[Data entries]

--

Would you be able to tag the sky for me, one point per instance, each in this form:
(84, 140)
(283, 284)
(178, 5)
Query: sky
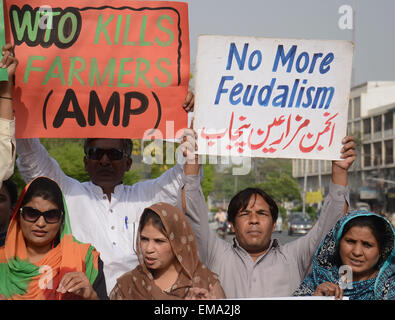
(374, 27)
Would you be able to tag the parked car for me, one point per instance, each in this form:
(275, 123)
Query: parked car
(299, 223)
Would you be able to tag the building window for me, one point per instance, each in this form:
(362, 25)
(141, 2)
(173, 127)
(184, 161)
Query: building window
(357, 107)
(377, 154)
(388, 124)
(389, 152)
(377, 124)
(366, 155)
(366, 129)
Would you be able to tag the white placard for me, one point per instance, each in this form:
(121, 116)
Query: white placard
(262, 97)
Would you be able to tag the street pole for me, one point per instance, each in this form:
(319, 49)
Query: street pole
(304, 185)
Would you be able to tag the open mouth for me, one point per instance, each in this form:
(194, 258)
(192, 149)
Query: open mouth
(39, 233)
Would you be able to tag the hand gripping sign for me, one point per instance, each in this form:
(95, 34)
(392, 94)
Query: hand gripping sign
(261, 97)
(99, 69)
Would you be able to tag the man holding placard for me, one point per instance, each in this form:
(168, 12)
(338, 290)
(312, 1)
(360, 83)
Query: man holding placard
(104, 73)
(259, 97)
(7, 122)
(256, 265)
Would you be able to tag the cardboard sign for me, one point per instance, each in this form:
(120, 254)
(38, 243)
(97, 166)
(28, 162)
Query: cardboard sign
(3, 72)
(260, 97)
(98, 68)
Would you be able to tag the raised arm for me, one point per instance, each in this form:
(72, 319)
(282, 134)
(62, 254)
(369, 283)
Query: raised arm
(7, 122)
(335, 205)
(211, 247)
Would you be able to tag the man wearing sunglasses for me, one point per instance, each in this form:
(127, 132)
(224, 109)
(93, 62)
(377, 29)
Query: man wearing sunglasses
(7, 121)
(104, 211)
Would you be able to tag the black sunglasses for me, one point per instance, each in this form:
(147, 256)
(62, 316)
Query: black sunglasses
(32, 215)
(98, 153)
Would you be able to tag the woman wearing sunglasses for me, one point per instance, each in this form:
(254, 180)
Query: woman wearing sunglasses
(41, 259)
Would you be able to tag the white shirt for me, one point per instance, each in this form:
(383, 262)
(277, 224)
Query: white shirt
(7, 149)
(111, 227)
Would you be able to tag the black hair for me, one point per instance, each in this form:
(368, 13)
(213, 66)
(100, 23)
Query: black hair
(48, 190)
(240, 202)
(12, 190)
(150, 215)
(127, 145)
(380, 230)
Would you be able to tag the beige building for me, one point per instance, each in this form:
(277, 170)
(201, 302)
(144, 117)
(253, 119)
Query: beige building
(371, 120)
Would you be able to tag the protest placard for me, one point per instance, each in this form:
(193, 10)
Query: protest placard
(262, 97)
(3, 72)
(99, 69)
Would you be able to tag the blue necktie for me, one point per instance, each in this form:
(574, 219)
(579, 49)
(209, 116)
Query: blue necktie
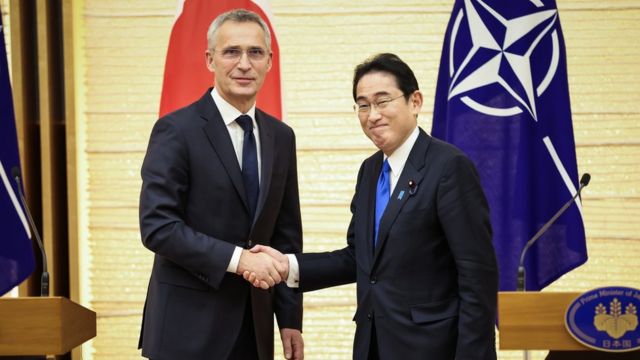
(382, 198)
(249, 163)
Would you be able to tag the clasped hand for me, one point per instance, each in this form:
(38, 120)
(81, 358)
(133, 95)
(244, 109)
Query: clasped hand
(263, 266)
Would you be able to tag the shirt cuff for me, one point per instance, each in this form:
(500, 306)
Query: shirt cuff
(235, 260)
(293, 281)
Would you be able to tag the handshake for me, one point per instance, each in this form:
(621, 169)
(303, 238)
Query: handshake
(263, 266)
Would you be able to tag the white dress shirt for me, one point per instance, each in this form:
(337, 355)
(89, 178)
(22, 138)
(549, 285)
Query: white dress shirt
(229, 115)
(397, 160)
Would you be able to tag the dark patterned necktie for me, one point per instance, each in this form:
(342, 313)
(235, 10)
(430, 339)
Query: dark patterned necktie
(249, 163)
(382, 198)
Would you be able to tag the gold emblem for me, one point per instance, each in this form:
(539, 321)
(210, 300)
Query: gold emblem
(615, 323)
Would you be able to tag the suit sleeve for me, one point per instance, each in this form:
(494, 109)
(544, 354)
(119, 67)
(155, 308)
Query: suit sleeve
(464, 215)
(165, 187)
(287, 239)
(334, 268)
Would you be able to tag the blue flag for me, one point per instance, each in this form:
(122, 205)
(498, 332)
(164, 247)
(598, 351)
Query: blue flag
(502, 97)
(16, 252)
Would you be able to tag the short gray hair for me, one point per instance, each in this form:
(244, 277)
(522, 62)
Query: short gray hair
(237, 15)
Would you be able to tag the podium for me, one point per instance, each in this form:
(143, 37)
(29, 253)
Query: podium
(43, 325)
(535, 321)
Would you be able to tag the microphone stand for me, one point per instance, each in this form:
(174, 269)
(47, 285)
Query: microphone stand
(584, 181)
(44, 278)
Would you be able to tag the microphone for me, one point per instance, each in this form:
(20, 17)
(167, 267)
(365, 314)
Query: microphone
(44, 279)
(584, 181)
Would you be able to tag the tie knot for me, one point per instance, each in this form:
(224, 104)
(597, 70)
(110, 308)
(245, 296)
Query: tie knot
(385, 166)
(245, 123)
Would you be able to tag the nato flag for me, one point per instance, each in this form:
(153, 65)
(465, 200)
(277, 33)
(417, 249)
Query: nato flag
(502, 97)
(16, 252)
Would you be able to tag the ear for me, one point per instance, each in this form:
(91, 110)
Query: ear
(416, 102)
(270, 61)
(208, 55)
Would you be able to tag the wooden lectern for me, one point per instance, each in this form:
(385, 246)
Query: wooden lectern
(43, 325)
(535, 321)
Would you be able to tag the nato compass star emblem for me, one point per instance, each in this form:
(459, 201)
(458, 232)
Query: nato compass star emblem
(500, 54)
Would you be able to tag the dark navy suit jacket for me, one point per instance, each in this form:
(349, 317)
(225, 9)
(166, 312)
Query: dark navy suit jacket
(193, 213)
(430, 286)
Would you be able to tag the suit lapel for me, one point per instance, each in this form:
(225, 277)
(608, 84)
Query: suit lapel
(218, 135)
(413, 171)
(267, 150)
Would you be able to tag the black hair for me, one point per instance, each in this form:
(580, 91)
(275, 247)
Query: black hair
(391, 64)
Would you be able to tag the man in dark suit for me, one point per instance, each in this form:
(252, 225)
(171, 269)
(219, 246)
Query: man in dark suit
(419, 242)
(220, 176)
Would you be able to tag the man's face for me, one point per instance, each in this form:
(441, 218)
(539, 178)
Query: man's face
(386, 117)
(236, 62)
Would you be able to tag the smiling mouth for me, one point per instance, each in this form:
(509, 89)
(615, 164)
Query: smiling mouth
(243, 80)
(377, 126)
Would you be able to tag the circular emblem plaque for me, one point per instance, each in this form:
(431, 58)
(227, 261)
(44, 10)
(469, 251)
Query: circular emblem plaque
(606, 319)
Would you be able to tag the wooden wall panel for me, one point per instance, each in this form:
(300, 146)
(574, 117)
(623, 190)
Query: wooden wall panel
(320, 42)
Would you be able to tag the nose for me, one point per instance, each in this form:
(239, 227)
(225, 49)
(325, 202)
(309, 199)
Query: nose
(244, 63)
(374, 114)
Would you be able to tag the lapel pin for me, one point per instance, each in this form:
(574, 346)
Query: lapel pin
(413, 187)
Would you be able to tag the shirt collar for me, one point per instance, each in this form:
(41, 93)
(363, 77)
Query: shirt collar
(228, 112)
(399, 157)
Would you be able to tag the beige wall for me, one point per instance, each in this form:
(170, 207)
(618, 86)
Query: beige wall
(120, 75)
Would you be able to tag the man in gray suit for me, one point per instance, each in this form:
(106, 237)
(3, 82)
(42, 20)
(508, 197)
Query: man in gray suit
(419, 242)
(220, 176)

--

Exercise goal>
Leave out the pictures, then return every line of the data exactly.

Reply to the exercise>
Would you be able to tag the sky for me, one point per instance, each in this form:
(84, 140)
(283, 284)
(178, 5)
Query: sky
(374, 27)
Would you be able to tag the parked car for me, one point per instance, each in this form:
(275, 123)
Query: parked car
(299, 223)
Would you be able to tag the building window for me, one point per instance, each in this form:
(362, 25)
(141, 2)
(173, 127)
(184, 161)
Query: building window
(357, 107)
(377, 154)
(388, 124)
(389, 152)
(377, 124)
(366, 155)
(366, 129)
Would you be able to tag the white placard for me, one point per instance, each in this form:
(121, 116)
Query: white placard
(262, 97)
Would you be able to tag the street pole for me, one point per instance, each in this form:
(319, 49)
Query: street pole
(304, 185)
Would you be able to tag the open mouth for me, one point per instance, each in this form:
(194, 258)
(192, 149)
Query: open mouth
(39, 233)
Would you be able to tag the hand gripping sign for me, one point per instance, each in this form:
(95, 34)
(392, 94)
Query: hand gripping sign
(261, 97)
(99, 69)
Would you be able to tag the man holding placard for me, one point per instance, each in this form:
(168, 12)
(338, 290)
(312, 1)
(360, 83)
Query: man holding placard
(104, 73)
(259, 97)
(7, 122)
(256, 265)
Would you be able to tag the cardboard sign for me, one point per instance, each in this form:
(120, 254)
(38, 243)
(97, 166)
(28, 162)
Query: cardboard sign
(3, 72)
(260, 97)
(98, 68)
Would you be able to tag the raised arm for me, one point per instance, each in this form:
(72, 319)
(282, 134)
(62, 254)
(369, 283)
Query: raised arm
(7, 122)
(335, 205)
(211, 247)
Would you be able to tag the man wearing sunglasses for me, one point per instance, each in this form:
(127, 132)
(224, 109)
(93, 62)
(377, 29)
Query: man wearing sunglasses
(7, 121)
(104, 211)
Would you be able to tag the black sunglasses for me, one point per instance, each in this form:
(147, 256)
(62, 316)
Query: black sunglasses
(32, 215)
(98, 153)
Would you be able to tag the woman wearing sunglasses for me, one point per instance, each in this form:
(254, 180)
Query: woman wearing sunglasses
(41, 259)
Would you be able to tag the white shirt for me, one point per instance, each in this form:
(383, 262)
(277, 224)
Query: white shirt
(7, 149)
(111, 227)
Would you be able to tag the black hair for me, one point per instance, each in this form:
(368, 13)
(213, 66)
(100, 23)
Query: black hair
(48, 190)
(240, 202)
(12, 190)
(150, 215)
(127, 145)
(380, 230)
Would you be able to tag the beige building for me, one point per instance, each in this form:
(277, 170)
(201, 302)
(144, 117)
(253, 119)
Query: beige building
(371, 120)
Would you be able to tag the protest placard for me, one point per instance, each in this form:
(193, 10)
Query: protest placard
(262, 97)
(3, 72)
(99, 69)
Would you be able to tag the blue necktie for me, one point per instance, each in this form:
(574, 219)
(579, 49)
(209, 116)
Query: blue necktie
(382, 198)
(249, 163)
Would you be able to tag the clasped hand for me, one point per instance, each in this form:
(38, 120)
(81, 358)
(133, 95)
(244, 109)
Query: clasped hand
(263, 266)
Would you be able to tag the shirt cuff for me, one point per instance, each in this form:
(500, 306)
Query: shirt cuff
(235, 260)
(293, 281)
Would you be able to tag the handshake for me, one point per instance, each in this form:
(621, 169)
(303, 238)
Query: handshake
(263, 266)
Would you be able to tag the white dress shirt for me, one point per instance, each in this form:
(337, 355)
(89, 178)
(22, 138)
(549, 285)
Query: white dress shirt
(229, 115)
(397, 160)
Would you be able to tag the dark patterned necktie for me, one point per instance, each in this form:
(342, 313)
(235, 10)
(430, 339)
Query: dark patterned necktie
(249, 163)
(382, 198)
Would you be able to tag the gold emblem for me, one point per instance, each in this form:
(539, 321)
(210, 300)
Query: gold emblem
(615, 323)
Would you be able to tag the suit sleeve for me, one point per instance, each in this form:
(494, 109)
(544, 354)
(119, 67)
(155, 308)
Query: suit sleeve
(464, 215)
(165, 187)
(287, 239)
(334, 268)
Would you be able to tag the blue flag for me, one point per instance, each in this form:
(122, 205)
(498, 332)
(164, 247)
(598, 351)
Query: blue flag
(502, 97)
(16, 252)
Would you be able to tag the short gray hair for me, one point per instance, each in this form:
(244, 277)
(522, 62)
Query: short gray hair
(237, 15)
Would you be able to tag the podium for me, one point per instance, each in this form:
(143, 37)
(29, 253)
Query: podium
(43, 325)
(535, 321)
Would you be able to tag the microphone stand for me, one point per instance, each in this form:
(174, 269)
(47, 285)
Query: microphone stand
(584, 181)
(44, 278)
Would you be able to tag the microphone for me, one point per instance, each in this form:
(20, 17)
(167, 267)
(365, 314)
Query: microphone
(44, 279)
(584, 181)
Would you be able to tag the tie knot for me, one point per instance, each in this form:
(224, 104)
(597, 70)
(110, 308)
(245, 296)
Query: tie knot
(385, 166)
(245, 123)
Would you be able to tag the nato flag for me, one point per instance, each in this form:
(153, 65)
(465, 200)
(277, 33)
(417, 249)
Query: nato flag
(502, 97)
(16, 252)
Would you be able to tag the ear for me, one point per instance, each in this form:
(91, 110)
Query: ear
(416, 102)
(270, 61)
(208, 55)
Would you be able to tag the wooden lectern for me, one point per instance, each in this form:
(385, 246)
Query: wooden lectern
(43, 325)
(535, 321)
Would you be able to tag the nato compass star emblem for me, one point per instance, each in this form:
(459, 201)
(458, 232)
Query: nato compass star emblem
(500, 54)
Would you be able to tag the dark navy suit jacket for me, one point per instance, each in this form:
(349, 317)
(225, 9)
(166, 312)
Query: dark navy suit jacket
(193, 213)
(430, 286)
Would you be able to tag the suit lapel for me, one point per instance, each in this form:
(225, 277)
(608, 84)
Query: suit lapel
(218, 135)
(413, 171)
(267, 150)
Would you be able to tag the black hair for me, one point per instance, each in this form:
(580, 91)
(275, 247)
Query: black hair
(391, 64)
Would you be able to tag the man in dark suit for me, one point per instance, each in this form:
(252, 225)
(171, 269)
(219, 246)
Query: man in dark suit
(419, 242)
(220, 176)
Would you be able to tag the man's face for me, one point per instance, each in this form:
(441, 218)
(539, 178)
Query: man's face
(386, 117)
(236, 62)
Would you be able to tag the smiling mouth for me, one point per instance, each in this form:
(509, 89)
(615, 164)
Query: smiling mouth
(243, 80)
(377, 126)
Would you be able to tag the circular emblem plaque for me, one point per instance, each in this form:
(431, 58)
(227, 261)
(44, 10)
(469, 251)
Query: circular emblem plaque
(606, 319)
Would you be able to tag the wooden wall panel for me, one point per instance, each in this form:
(300, 146)
(574, 117)
(623, 190)
Query: wooden wall panel
(320, 42)
Would you be able to tag the nose for me, one point per instance, each in this form:
(239, 227)
(225, 49)
(325, 202)
(309, 199)
Query: nose
(244, 63)
(374, 114)
Would you be able to tag the lapel pin for me, one point per instance, each in this form:
(574, 346)
Query: lapel pin
(413, 187)
Would you be able to tag the shirt collar for me, one point per instance, each in this form:
(41, 93)
(363, 77)
Query: shirt collar
(228, 112)
(399, 157)
Would you be able to tag the beige wall for me, one point per instance, each in this form:
(170, 207)
(618, 86)
Query: beige wall
(120, 75)
Would you be able to tag the man in gray suit for me, one point per instance, each in this form:
(106, 237)
(3, 82)
(42, 20)
(508, 197)
Query: man in gray suit
(419, 242)
(220, 176)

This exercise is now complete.